(Selected passage begins)

For contrast, consider how the long term emissions forecast developed by the consulting firm Wood Mackenzie compares to the one from Nordhaus’ DICE model. Wood Mackenzie refers to their best guess forecast as their base case, and it features emissions peaking around 2027, and then gradually declining thereafter. The Wood Mackenzie analysts point out that achieving either the 1.5 goal, or the 2.0 goal, would require emissions to decline much more sharply than they do in their base case, beginning around 2022 to achieve the 1.5 goal and around 2027 to achieve the 2.0 goal. Notably, the Wood Mackenzie forecast for the global temperature at the end of the decade lies in the range 2.5 to 2.7 degrees, well above 2.0.
There is an important reason why the estimate which Nordhaus provides for the trajectory of the social cost of carbon is lower than the estimate provided by other economists. Nordhaus built his model assuming that people would evaluate tradeoffs associated with climate change in much the same way as they evaluate other tradeoffs. By this I mean having a present-bias focused perspective when weighing the costs of consuming less today in order to provide the investment that will generate benefits in the form of even more consumption in the future.
The assumptions used by other economists are a little different, in that they assume less present-bias than does Nordhaus, a perspective consistent with a longer term view of both human life on the planet as well as broader issues such as biodiversity. My sense of this is that Nordhaus seeks to model human nature as realistically as possible; and keep in mind that to date, actual decisions about climate change have been inferior to the decisions which various versions of DICE have been recommending for decades!

(Selected passage ends)

> _Work request 1_: In the passage on Nordhaus's climate model, retype the text from "The assumptions used" up to and including "recommending for decades!".
> _Work request 2_: According to the passage on Nordhaus's climate model, around what year do emissions peak in the Wood Mackenzie base case?
> _Work request 3_: Proceed with the passage on Nordhaus's climate model, starting after its final sentence.

(Listed records begins)

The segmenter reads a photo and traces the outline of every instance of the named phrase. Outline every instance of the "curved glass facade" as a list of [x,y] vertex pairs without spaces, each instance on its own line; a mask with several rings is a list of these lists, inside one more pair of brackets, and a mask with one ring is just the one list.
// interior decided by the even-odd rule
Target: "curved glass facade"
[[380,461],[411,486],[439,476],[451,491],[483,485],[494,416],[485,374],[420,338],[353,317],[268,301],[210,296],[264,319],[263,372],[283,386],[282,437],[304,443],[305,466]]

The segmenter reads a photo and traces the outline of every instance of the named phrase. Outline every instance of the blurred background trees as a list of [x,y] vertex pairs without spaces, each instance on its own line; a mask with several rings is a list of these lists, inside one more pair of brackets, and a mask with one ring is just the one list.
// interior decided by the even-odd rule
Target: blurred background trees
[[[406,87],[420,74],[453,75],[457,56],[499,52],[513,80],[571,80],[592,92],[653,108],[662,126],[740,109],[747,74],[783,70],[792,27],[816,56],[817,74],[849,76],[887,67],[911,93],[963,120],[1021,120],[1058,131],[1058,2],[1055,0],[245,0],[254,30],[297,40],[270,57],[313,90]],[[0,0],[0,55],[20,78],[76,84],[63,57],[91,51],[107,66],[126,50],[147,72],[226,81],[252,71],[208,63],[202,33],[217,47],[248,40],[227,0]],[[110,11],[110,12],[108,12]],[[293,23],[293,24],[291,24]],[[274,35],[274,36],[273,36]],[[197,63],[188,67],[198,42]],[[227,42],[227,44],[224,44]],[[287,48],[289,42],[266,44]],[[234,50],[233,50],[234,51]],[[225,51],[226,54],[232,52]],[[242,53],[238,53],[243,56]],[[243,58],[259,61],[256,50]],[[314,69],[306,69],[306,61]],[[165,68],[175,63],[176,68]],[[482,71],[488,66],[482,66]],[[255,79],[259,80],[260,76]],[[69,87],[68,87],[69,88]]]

(Listed records ends)

> _Output 1_:
The assumptions used by other economists are a little different, in that they assume less present-bias than does Nordhaus, a perspective consistent with a longer term view of both human life on the planet as well as broader issues such as biodiversity. My sense of this is that Nordhaus seeks to model human nature as realistically as possible; and keep in mind that to date, actual decisions about climate change have been inferior to the decisions which various versions of DICE have been recommending for decades!

> _Output 2_: Around 2027.

> _Output 3_:
Relatedly, let me mention that Nordhaus’ model treats climate-related damages as significant, but not catastrophic. This statement holds even for global temperature increases that are as high as 4 degrees, which the DICE model forecasts will occur during the next century. In this regard, the model predicts that the atmospheric temperature will peak at around 4 degrees in the year 2145, assuming carbon is priced at its social cost, beginning now.
The “beginning now” qualification is important, because a delay in pricing carbon at its social cost leads to a forecast for temperature change which is higher than 4 degrees. The model’s 2145 temperature forecast for a non-carbon priced economy is 5.5 degrees, on its way to 6 degrees and above by the year 2165, assuming that human life will be possible in such an environment. I say assuming, although the science summarized by Nathaniel Rich in his book Losing Earth suggests that even at 4 degrees, human existence will be in question.
Models are almost always imperfect representations of reality. It is possible that the DICE model seriously underestimates future damage from climate change. It is also possible that the DICE model underestimates the climate benefits from new technologies that will emerge from investment.
These two types of imperfections are incredibly important. Their presence offers reasons to be both fearful, because of potential catastrophic damage, and hopeful, because of the major benefits future technology might bring.
In describing his general framework, Nordhaus speaks of two policies which work together, one for pricing carbon and one for supporting low carbon technologies. That said, there is good reason to believe that currently we are not doing enough when it comes both to pricing carbon sensibly and to investing appropriately in low carbon technologies.
Yes, there was progress in Glasgow on Article 6, on cooperation and coordination between China and the U.S., and on the backing of the financial sector for the Paris agreement. And yes, United Nations diplomats know that the rhetoric at most meetings far surpasses the accomplishments. Still, the agreement negotiated at COP26, while it points in the right direction, appears totally inadequate relative to the great challenge before us.
Perhaps the accurate characterization of what emerged from COP26 is blah, blah or to be more charitable, just blah.